Любимов попытался повернуть постановку к проблеме «Власть и ученые». «Моя интуиция мне подсказывала, — говорил он, — что это надо делать, потому что мир все больше и больше скатывается к ужасу, и нужна какая-то — как присяга врачей — так присяга ученых». Отпали две прежние кандидатуры — Губенко и Калягин. Надо пробовать Владимира. «Когда я увидел его на репетиции пьесы «Галилея», — вспоминал Валерий Золотухин, — я был так потрясен, что не удержался и воскликнул: «Этот человек гениален!» Мы были молоды. Если нам нравилось, мы говорили: «Гениально!» Если нам не нравилось, мы говорили: «Дерьмо!»
Высоцкий сразу уловил главную формулу Брехта и Любимова. И стал раскручивать маховик действия дальше: «Два финала. 1-й: вот Галилей, который абсолютно не интересуется тем, что произошло, ему совершенно не важно, как в связи с его отречением упала наука. 2-й — это Галилей, который прекрасно понимает, что сделал огромную ошибку: он отрекся от своего учения, и это отбросило назад науку.

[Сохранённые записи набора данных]
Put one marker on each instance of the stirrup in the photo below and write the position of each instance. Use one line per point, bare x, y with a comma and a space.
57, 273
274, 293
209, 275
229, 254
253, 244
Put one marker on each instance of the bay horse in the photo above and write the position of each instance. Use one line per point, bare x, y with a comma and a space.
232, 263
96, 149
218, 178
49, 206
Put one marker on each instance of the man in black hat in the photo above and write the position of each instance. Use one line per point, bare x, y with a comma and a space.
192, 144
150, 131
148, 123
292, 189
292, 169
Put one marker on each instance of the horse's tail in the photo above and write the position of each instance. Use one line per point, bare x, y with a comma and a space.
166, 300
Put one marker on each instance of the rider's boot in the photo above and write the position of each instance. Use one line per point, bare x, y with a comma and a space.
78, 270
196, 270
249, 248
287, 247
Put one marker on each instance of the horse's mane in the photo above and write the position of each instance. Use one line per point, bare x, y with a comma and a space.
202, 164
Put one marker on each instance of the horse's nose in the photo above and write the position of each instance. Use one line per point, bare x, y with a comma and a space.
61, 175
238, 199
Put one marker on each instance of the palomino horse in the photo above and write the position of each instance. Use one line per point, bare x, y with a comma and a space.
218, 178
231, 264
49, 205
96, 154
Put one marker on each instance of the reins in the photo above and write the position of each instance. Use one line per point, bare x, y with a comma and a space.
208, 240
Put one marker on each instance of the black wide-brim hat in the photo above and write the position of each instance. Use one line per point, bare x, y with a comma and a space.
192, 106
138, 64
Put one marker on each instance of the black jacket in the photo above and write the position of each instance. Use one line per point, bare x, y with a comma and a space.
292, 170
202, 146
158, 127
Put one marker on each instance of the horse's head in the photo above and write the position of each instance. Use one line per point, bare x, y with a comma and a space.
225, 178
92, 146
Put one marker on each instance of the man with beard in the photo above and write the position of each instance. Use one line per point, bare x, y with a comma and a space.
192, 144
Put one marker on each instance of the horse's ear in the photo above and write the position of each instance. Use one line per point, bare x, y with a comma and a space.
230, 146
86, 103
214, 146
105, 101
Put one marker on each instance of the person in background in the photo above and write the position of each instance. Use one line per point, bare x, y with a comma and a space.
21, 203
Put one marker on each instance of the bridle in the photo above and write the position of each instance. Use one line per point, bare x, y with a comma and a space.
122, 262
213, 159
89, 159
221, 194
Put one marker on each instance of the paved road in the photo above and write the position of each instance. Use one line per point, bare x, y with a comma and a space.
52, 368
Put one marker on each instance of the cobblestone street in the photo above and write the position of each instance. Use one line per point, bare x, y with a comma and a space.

ЗАДАНИЕ 1: Выпишите из отрывка о постановке «Галилея» дословно часть, которая начинается со слов «Высоцкий сразу уловил» и идёт до слов «отбросило назад науку.» включительно.
ЗАДАНИЕ 2: Перечислите все фамилии, которые встречаются в отрывке о постановке «Галилея».

МЕСТО ДЛЯ ОТВЕТА 1:
Высоцкий сразу уловил главную формулу Брехта и Любимова. И стал раскручивать маховик действия дальше: «Два финала. 1-й: вот Галилей, который абсолютно не интересуется тем, что произошло, ему совершенно не важно, как в связи с его отречением упала наука. 2-й — это Галилей, который прекрасно понимает, что сделал огромную ошибку: он отрекся от своего учения, и это отбросило назад науку.

МЕСТО ДЛЯ ОТВЕТА 2: Любимов, Губенко, Калягин, Золотухин, Высоцкий, Брехт, Галилей